[Records start]

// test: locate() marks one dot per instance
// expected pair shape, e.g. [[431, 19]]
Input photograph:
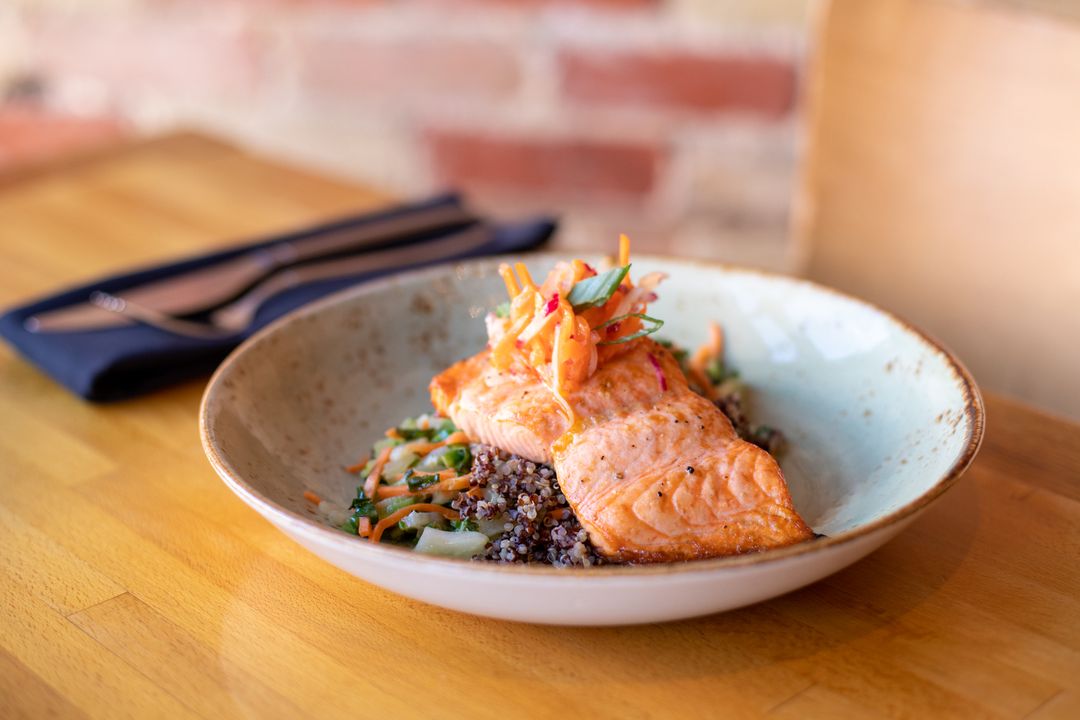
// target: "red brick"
[[167, 53], [29, 136], [554, 168], [680, 81], [410, 70]]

[Records end]

Reproduce the data above with "gray stone" substituted for "red brick" and everything else unchanged, and leave the pictures out.

// test: locate() marks one dot per instance
// expected pair shape, e.g. [[431, 19]]
Input photograph:
// target: "gray stone"
[[167, 53], [29, 136], [554, 168], [680, 81], [410, 70]]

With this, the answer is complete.